* START Input records *

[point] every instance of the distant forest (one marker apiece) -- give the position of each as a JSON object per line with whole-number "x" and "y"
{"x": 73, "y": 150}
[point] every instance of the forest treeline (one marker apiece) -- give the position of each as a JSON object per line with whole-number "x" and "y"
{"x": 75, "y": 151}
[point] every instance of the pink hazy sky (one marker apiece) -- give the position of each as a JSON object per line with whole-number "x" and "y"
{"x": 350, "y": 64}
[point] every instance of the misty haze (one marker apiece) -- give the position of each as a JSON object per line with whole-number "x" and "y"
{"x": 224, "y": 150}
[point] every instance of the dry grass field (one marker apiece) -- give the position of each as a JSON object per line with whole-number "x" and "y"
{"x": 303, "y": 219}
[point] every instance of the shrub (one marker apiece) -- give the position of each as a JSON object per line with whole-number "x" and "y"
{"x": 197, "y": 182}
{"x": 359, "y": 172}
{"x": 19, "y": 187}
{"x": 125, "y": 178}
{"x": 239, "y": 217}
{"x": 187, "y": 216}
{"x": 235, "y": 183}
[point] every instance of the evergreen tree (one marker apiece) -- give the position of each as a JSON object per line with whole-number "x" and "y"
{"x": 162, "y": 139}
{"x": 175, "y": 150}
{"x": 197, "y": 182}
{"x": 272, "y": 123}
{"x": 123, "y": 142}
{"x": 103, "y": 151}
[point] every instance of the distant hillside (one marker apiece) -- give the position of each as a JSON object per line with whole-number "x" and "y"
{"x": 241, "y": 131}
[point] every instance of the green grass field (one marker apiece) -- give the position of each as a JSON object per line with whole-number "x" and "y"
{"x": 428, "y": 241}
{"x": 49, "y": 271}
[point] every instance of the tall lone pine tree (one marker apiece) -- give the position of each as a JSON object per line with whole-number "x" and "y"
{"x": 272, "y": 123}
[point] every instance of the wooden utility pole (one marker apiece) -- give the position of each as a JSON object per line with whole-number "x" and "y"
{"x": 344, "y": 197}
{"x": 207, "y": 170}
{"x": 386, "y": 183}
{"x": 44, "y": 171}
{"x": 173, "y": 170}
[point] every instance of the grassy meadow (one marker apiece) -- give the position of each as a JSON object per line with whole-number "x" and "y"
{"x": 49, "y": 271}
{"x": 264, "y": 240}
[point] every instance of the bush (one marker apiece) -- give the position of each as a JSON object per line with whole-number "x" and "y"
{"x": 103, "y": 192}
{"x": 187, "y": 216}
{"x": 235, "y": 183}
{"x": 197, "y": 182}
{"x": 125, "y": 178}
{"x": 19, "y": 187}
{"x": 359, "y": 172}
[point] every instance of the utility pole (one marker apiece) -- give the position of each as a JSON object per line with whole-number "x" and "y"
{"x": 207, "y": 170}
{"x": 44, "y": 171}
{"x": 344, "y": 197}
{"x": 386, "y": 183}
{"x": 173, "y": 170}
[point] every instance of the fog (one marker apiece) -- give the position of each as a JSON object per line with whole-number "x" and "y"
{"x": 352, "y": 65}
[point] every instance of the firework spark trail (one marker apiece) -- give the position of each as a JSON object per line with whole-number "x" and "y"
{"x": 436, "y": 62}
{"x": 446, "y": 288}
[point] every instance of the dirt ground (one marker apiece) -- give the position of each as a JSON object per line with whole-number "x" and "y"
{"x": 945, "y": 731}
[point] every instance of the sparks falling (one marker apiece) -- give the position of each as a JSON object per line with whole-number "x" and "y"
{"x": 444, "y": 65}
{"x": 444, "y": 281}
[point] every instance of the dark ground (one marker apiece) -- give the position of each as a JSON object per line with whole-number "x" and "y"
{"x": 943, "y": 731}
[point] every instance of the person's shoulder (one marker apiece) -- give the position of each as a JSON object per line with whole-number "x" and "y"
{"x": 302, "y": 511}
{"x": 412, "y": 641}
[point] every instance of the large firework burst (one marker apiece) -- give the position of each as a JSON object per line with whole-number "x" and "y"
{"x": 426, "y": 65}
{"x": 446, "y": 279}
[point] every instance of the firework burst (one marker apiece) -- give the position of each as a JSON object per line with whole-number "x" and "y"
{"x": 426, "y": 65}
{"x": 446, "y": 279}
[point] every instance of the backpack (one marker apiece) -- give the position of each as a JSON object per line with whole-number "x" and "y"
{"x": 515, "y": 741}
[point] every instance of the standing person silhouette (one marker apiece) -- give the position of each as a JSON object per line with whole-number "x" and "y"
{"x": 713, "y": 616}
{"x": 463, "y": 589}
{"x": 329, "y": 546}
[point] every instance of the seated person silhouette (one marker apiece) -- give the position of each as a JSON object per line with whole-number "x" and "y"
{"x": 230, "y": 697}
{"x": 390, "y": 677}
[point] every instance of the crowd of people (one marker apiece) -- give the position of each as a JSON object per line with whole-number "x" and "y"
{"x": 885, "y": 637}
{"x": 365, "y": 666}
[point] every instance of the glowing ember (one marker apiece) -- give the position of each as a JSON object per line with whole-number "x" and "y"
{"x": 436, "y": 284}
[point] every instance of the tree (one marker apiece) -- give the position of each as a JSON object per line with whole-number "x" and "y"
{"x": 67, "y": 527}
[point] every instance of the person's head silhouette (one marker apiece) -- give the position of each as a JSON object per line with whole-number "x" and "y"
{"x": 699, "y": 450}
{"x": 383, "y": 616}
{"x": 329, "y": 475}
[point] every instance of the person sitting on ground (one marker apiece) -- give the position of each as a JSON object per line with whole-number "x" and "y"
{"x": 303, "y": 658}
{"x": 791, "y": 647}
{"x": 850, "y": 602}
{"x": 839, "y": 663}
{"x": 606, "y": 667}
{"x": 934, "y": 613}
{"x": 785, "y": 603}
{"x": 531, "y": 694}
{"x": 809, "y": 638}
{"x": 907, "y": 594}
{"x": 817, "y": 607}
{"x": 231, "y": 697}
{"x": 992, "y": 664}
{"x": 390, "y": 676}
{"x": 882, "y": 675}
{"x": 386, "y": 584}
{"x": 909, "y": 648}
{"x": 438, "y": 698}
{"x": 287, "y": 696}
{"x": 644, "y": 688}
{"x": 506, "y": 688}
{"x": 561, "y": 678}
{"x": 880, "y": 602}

* END Input records *

### Work to do
What needs duplicating is the run of lines from the one containing "[point] every instance of the person sitting" through the last line of the entries above, exact and complete.

### Output
[point] every instance of the person sitting on ground (one marker apiece) -- give the position of each as a JSON object per line with whole-number "x" and "y"
{"x": 303, "y": 658}
{"x": 791, "y": 647}
{"x": 850, "y": 602}
{"x": 839, "y": 663}
{"x": 606, "y": 667}
{"x": 934, "y": 613}
{"x": 785, "y": 603}
{"x": 531, "y": 694}
{"x": 809, "y": 638}
{"x": 907, "y": 594}
{"x": 817, "y": 607}
{"x": 231, "y": 697}
{"x": 992, "y": 664}
{"x": 390, "y": 676}
{"x": 882, "y": 675}
{"x": 386, "y": 584}
{"x": 909, "y": 648}
{"x": 438, "y": 698}
{"x": 287, "y": 696}
{"x": 644, "y": 688}
{"x": 506, "y": 688}
{"x": 561, "y": 678}
{"x": 880, "y": 602}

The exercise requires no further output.